RECORDS FOR THIS EXERCISE =>

════════════════════

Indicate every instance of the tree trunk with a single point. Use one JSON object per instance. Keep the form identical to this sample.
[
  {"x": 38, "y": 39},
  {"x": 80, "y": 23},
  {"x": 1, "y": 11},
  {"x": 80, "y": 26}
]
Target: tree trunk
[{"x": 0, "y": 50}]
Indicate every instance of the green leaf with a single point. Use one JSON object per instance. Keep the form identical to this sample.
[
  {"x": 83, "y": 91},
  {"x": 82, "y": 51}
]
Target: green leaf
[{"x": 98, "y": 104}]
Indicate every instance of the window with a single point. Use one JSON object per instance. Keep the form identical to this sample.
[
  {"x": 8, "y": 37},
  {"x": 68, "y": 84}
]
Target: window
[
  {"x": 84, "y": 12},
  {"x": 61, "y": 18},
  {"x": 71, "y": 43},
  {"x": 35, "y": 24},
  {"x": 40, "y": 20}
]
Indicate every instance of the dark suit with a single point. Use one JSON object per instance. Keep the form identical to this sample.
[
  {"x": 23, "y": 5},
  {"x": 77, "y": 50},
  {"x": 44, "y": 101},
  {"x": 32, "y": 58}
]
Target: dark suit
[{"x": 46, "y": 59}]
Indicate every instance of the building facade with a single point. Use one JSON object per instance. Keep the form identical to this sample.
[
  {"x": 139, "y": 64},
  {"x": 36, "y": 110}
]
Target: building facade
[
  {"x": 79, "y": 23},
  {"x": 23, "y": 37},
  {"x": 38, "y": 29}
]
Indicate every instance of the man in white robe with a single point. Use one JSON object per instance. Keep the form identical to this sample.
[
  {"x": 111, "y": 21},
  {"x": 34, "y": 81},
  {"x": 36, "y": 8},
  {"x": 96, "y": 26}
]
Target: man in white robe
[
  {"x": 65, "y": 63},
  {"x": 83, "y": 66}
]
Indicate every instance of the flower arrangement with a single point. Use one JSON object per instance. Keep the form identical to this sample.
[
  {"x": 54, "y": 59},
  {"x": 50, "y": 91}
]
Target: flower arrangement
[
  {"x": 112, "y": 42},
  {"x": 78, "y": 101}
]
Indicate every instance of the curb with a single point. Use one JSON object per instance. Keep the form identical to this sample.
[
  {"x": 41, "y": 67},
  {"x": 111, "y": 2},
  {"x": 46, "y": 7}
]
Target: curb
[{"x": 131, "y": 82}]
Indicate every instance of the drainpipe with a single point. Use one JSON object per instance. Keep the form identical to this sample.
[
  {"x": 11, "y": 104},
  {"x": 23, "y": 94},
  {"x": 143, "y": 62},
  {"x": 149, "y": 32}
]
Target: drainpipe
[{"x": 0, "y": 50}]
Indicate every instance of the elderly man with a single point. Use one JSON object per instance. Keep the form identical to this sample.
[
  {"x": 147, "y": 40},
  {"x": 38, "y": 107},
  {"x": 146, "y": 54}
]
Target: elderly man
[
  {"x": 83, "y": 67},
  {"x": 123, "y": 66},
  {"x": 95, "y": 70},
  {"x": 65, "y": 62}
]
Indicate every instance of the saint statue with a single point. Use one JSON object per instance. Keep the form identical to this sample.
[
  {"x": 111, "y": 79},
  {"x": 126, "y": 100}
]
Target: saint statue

════════════════════

WHAT IS EXPECTED =>
Could you output all of the records above exactly as given?

EXPECTED ANSWER =>
Indicate every instance of the tree trunk with a single point. Use one JSON object per instance. Keep the form identical to this sample.
[
  {"x": 38, "y": 39},
  {"x": 80, "y": 23},
  {"x": 1, "y": 11},
  {"x": 80, "y": 26}
]
Target: tree trunk
[{"x": 0, "y": 50}]
Indicate every instance of the green leaf with a single point. Use one JSON object per instance. Keep the form identical to this sample.
[
  {"x": 83, "y": 91},
  {"x": 82, "y": 51}
]
Target: green leaf
[{"x": 98, "y": 104}]
Indicate every instance of the window with a single point. Use one JSON object per instance. Keep the form identical to this sample.
[
  {"x": 8, "y": 37},
  {"x": 68, "y": 84}
]
Target: window
[
  {"x": 84, "y": 12},
  {"x": 61, "y": 18},
  {"x": 71, "y": 43},
  {"x": 35, "y": 24},
  {"x": 40, "y": 20}
]
Indicate every instance of the dark suit with a single point. Use one JSON object per instance. Keep the form identical to this sample.
[
  {"x": 23, "y": 5},
  {"x": 77, "y": 50},
  {"x": 44, "y": 101},
  {"x": 32, "y": 58}
]
Target: dark suit
[{"x": 46, "y": 59}]
Indicate every instance of the building facade with a single point. Use one JSON object per instance. Keep the form identical to this sample.
[
  {"x": 139, "y": 64},
  {"x": 36, "y": 110}
]
Target: building facade
[
  {"x": 79, "y": 23},
  {"x": 23, "y": 37},
  {"x": 38, "y": 29}
]
Indicate every instance of the man in white robe with a single point. Use one JSON object per instance. Keep the form identical to this sample.
[
  {"x": 111, "y": 21},
  {"x": 34, "y": 81},
  {"x": 36, "y": 8},
  {"x": 96, "y": 26}
]
Target: man in white robe
[
  {"x": 65, "y": 63},
  {"x": 83, "y": 66}
]
Indicate every instance of the flower arrangement with a single point. Use one JSON object per instance. Keep the form identical to this sample.
[
  {"x": 54, "y": 59},
  {"x": 50, "y": 91}
]
Target: flower arrangement
[
  {"x": 112, "y": 42},
  {"x": 78, "y": 101}
]
Indicate every instance of the curb with a single point. Use one JSON object per instance. Keep the form identical to this sample.
[
  {"x": 41, "y": 67},
  {"x": 111, "y": 2},
  {"x": 46, "y": 7}
]
Target: curb
[{"x": 131, "y": 82}]
Indicate every instance of the drainpipe with a single point. Use one JSON object per instance. Keep the form identical to this sample.
[
  {"x": 11, "y": 104},
  {"x": 23, "y": 94},
  {"x": 143, "y": 62},
  {"x": 149, "y": 32}
]
Target: drainpipe
[{"x": 0, "y": 50}]
Indicate every instance of the elderly man with a single point. Use one JSON object per instance. Keep the form identical to this sample.
[
  {"x": 147, "y": 40},
  {"x": 38, "y": 107},
  {"x": 146, "y": 54}
]
Target: elderly man
[
  {"x": 83, "y": 67},
  {"x": 123, "y": 66},
  {"x": 95, "y": 70},
  {"x": 65, "y": 62}
]
Indicate every instance of the saint statue with a single point. Use one JSON object per instance. Keep the form identical to this sample.
[
  {"x": 111, "y": 79},
  {"x": 126, "y": 100}
]
Target: saint statue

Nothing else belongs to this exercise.